• **TEXT**:
>>

The goal of the Project

• Today, more than 50% of the world's population lives in cities. In the US, 83% of the population lives in urban areas. Your quality of life likely depends on what city you live in.

• Given that everyone has different preferences and needs, we focus mainly on providing user-friendly interactive graphs and tables with search options.

• As for overall data analysis, we would like to show "Quality of Life Index" of each city worldwide and USA-wide.

  [Research Questions]

• What are the best cities in the world and the US to live in?

• What are the factors that affect the quality of life in that cities?

• How has the ranking of some of those cities changed over the last 5 years?

Source of the Dataset

• Quality of Life Index (higher is better) is an estimation of overall quality of life by using an empirical formula that takes into account purchasing power index (higher is better), pollution index (lower is better), house price to income ratio (lower is better), cost of living index (lower is better), safety index (higher is better), health care index (higher is better), traffic commute time index (lower is better) and climate index (higher is better).

• These are provided by Numbeo which is the world’s largest cost of living database on the web. Numbeo is also a crowd-sourced global database of quality of life information.

  Link: https://www.numbeo.com/quality-of-life/rankings.jsp

Summary of the Documentation of the Dataset

Main Index

Index	Description
Quality of life index formula	100 + (Purchasing Power Index / 2.5) - (House Price To Income Ratio * 1.0) - (Cost of Living Index / 10) + (Safety Index / 2.0) + (Health Index / 2.5) - (Traffic Time Index / 2.0) - (Pollution Index * 2.0 / 3.0) + (Climate Index / 3.0)

Sub-indexes that compose the Main Index

Index	Description
Purchasing Power Index	relative purchasing power in buying goods and services in a given city for the average net salary in that city. If domestic purchasing power is 40, this means that the inhabitants of that city with an average salary can afford to buy on an average 60% less goods and services than New York City residents with an average salary.
Property Price To Income Ratio	the basic measure for apartment purchase affordability (lower is better). It is calculated as the ratio of median apartment prices to median familial disposable income, expressed as years of income (although variations are used elsewhere such as Case-Shiller Index, UK Housing Price Index, etc).
Cost of Living Index	a relative indicator of consumer goods prices, including groceries, restaurants, transportation, and utilities. The cost of Living Index does not include accommodation expenses such as rent or mortgage. If a city has a Cost of Living Index of 120, it means Numbeo has estimated it is 20% more expensive than New York (excluding rent).
Safety Index	based on surveys from visitors of the website. If the city has a high safety index, it is considered very safe. Questions for these surveys are similar to many similar scientific and government surveys. Numbeo filters survey to eliminate potential spam, like people entering a large amount of data which are differentiating from the median value. The survey result is scaled to [0, 100].

<<

• **TASK 1**:
Answer these questions from the quality-of-life text.
(a) What percentage of the US population lives in urban areas?
(b) Which website provides the Quality of Life Index data?
(c) In the quality of life index formula, what number is the Safety Index divided by?
• **TASK 2**: Write the next part of the quality-of-life text, picking up right after its last sentence.

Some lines
>>

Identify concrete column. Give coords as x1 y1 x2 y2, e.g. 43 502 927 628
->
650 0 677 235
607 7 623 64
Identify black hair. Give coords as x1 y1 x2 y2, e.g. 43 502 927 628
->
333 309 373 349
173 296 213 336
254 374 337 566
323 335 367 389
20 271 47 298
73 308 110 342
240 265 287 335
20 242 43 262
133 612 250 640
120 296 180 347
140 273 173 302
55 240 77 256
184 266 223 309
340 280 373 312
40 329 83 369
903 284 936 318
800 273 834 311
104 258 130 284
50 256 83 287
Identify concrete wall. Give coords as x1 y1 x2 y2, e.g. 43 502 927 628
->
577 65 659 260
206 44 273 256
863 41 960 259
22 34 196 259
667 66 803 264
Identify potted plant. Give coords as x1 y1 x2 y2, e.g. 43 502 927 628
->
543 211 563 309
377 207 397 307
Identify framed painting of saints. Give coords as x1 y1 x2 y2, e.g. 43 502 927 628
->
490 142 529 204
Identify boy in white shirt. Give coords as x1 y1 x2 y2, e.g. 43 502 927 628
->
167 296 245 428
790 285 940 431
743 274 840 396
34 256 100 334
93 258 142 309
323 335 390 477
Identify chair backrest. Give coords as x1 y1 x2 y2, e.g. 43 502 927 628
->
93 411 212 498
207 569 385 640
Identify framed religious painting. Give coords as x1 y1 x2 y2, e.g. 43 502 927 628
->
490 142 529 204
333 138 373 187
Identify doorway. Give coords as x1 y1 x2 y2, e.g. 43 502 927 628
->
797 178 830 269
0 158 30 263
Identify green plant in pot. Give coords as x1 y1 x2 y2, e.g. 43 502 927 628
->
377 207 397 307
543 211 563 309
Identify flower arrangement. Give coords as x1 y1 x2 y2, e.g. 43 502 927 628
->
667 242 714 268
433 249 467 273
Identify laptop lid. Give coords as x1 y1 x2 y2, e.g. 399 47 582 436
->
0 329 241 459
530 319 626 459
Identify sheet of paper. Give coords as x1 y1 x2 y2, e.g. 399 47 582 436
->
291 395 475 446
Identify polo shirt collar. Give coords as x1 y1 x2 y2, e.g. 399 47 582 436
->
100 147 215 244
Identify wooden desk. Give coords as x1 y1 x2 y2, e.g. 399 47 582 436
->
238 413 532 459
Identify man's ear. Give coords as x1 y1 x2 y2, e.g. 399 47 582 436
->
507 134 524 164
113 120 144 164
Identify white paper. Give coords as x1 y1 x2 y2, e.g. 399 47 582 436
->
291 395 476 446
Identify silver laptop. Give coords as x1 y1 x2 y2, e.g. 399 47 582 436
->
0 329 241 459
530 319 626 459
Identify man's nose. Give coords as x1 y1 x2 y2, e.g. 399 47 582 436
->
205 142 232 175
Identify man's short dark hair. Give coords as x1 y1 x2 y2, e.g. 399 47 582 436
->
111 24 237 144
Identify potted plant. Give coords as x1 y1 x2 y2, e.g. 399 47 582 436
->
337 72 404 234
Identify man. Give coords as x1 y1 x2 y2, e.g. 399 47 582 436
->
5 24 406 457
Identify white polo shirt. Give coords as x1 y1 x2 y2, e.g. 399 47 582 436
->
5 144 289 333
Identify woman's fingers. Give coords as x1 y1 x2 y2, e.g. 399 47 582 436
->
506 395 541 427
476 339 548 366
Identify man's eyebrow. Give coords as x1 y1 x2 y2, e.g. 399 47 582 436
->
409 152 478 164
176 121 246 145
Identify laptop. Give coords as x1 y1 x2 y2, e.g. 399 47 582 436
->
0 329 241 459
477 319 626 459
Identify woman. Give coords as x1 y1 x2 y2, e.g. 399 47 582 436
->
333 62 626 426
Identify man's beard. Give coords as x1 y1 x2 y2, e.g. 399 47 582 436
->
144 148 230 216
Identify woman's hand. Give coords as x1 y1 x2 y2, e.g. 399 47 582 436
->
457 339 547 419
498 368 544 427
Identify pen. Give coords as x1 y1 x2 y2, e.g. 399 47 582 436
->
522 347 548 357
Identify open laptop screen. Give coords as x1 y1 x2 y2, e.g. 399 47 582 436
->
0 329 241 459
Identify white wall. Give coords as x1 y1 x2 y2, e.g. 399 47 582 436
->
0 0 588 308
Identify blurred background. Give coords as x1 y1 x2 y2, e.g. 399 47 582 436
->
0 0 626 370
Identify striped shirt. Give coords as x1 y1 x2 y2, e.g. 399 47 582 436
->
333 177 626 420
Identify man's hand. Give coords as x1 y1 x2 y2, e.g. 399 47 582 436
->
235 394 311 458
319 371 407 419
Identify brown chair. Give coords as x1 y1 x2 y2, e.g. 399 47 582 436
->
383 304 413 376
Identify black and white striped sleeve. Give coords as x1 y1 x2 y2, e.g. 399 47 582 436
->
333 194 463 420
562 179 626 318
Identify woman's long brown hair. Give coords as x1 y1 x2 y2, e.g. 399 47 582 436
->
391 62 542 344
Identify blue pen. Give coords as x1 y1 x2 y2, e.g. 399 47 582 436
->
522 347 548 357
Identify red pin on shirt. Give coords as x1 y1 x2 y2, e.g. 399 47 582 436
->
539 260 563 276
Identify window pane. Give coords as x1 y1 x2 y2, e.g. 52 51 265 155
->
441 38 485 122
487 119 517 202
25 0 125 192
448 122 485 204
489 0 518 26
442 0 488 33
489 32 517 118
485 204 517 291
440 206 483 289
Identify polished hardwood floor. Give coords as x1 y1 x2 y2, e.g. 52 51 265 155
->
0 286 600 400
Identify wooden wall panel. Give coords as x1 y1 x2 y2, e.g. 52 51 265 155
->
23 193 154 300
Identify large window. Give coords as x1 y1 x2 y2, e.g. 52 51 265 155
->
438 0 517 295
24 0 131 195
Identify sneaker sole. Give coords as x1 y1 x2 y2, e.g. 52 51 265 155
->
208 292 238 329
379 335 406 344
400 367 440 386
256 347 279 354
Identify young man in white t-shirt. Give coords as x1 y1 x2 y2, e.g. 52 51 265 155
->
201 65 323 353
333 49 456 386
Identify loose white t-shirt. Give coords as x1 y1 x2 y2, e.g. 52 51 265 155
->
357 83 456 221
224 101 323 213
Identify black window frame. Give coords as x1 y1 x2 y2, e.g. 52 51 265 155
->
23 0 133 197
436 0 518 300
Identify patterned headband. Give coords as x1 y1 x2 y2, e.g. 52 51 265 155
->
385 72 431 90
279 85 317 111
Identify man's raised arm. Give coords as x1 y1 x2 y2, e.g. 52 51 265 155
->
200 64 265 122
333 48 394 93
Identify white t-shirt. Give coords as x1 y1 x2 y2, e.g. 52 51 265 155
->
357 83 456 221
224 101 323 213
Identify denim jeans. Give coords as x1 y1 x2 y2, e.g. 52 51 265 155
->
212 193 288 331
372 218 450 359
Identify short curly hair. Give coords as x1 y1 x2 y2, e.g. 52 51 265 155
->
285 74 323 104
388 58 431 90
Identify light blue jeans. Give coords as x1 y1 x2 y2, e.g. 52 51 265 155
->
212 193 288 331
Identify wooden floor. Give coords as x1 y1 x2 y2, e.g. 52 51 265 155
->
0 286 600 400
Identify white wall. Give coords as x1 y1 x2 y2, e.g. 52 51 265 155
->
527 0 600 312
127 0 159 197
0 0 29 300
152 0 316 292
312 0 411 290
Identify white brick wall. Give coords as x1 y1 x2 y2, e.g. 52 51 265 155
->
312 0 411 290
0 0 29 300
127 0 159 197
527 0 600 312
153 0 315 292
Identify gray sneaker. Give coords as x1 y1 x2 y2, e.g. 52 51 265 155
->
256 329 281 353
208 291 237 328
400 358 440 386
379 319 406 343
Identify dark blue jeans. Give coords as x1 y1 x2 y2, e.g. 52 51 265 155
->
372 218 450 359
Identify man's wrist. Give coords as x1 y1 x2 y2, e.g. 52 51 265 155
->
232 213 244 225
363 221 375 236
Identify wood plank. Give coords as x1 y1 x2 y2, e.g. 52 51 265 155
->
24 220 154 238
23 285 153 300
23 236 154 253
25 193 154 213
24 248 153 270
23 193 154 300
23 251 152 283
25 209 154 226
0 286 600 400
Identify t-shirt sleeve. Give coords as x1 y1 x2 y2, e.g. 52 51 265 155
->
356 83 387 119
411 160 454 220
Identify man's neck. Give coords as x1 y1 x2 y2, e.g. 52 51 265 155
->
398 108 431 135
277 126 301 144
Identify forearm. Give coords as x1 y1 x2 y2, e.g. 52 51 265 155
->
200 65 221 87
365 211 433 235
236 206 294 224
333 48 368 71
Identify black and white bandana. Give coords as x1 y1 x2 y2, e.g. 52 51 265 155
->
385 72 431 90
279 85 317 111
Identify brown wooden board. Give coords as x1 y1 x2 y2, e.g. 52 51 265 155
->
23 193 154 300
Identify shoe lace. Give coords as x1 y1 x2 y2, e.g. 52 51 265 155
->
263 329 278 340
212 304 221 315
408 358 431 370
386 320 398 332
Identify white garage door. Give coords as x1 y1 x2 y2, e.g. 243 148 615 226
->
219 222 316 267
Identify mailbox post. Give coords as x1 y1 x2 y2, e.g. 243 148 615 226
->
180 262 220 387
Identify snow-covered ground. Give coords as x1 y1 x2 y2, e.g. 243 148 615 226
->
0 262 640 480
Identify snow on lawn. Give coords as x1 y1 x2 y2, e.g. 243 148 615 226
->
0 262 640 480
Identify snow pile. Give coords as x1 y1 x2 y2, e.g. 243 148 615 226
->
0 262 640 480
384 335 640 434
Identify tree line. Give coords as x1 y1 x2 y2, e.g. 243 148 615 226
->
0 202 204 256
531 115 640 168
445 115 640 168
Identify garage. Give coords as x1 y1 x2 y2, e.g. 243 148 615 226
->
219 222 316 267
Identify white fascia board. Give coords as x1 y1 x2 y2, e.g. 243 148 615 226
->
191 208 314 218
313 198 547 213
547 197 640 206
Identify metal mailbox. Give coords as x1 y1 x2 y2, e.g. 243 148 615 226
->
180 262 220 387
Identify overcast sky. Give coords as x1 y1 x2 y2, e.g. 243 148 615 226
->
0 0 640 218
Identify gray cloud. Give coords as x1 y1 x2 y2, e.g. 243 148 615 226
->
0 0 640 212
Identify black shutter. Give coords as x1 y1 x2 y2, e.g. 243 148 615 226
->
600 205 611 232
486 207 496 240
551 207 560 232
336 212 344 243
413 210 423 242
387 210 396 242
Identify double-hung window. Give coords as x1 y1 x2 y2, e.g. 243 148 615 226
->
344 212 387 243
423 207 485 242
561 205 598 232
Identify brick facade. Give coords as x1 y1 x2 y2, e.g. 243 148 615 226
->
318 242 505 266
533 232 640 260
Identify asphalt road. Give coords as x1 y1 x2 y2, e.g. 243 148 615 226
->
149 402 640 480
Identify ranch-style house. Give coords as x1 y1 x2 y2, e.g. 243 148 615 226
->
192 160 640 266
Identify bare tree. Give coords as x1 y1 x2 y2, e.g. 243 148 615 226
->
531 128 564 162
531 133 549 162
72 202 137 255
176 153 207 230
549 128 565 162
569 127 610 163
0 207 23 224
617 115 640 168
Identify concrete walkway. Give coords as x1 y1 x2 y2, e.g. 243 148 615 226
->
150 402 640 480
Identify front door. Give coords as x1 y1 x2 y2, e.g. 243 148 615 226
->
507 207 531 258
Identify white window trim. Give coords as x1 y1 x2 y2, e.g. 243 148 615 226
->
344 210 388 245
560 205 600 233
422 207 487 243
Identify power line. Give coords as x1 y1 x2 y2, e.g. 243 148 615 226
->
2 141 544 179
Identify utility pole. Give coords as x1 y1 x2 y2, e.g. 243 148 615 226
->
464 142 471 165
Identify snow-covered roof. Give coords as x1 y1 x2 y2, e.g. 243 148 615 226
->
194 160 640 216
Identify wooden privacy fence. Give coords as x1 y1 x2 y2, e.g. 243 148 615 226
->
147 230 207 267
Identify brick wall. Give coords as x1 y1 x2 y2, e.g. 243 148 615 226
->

<<

• **FINAL RESULT 1**:
(a) 83%
(b) Numbeo
(c) 2.0

• **FINAL RESULT 2**:
Health Index	based on surveys from visitors of the website. Questions for these surveys are similar to many similar scientific and government surveys. Health Care Index is an estimation of the overall quality of the health care system, health care professionals, equipment, staff, doctors, cost, etc. Numbeo filters survey to eliminate potential spam, like people entering a large amount of data which are differentiating from the median value. The survey result is scaled to [0, 100].
Traffic Time Index	a composite index of time consumed in traffic due to job commute, estimation of time consumption dissatisfaction, CO2 consumption estimation in traffic, and overall inefficiencies in the traffic system.
Pollution Index	based on surveys from visitors of the website. Pollution Index is an estimation of the overall pollution in the city. The biggest weight is given to air pollution, than to water pollution/accessibility, the two main pollution factors. Small weight is given to other pollution types. Questions for these surveys are similar to many similar scientific and government surveys. Numbeo filters survey to eliminate potential spam, like people entering a large amount of data which are differentiating from the median value. The survey result is scaled to [0, 100].
Climate Index	produced by a formula that uses dew point and temperature (and estimated avg. high humidex using those two numbers) to estimate a climate index.

For consistency, we used the data since 2018 because the current formula for the Quality of Life index has been applied since then.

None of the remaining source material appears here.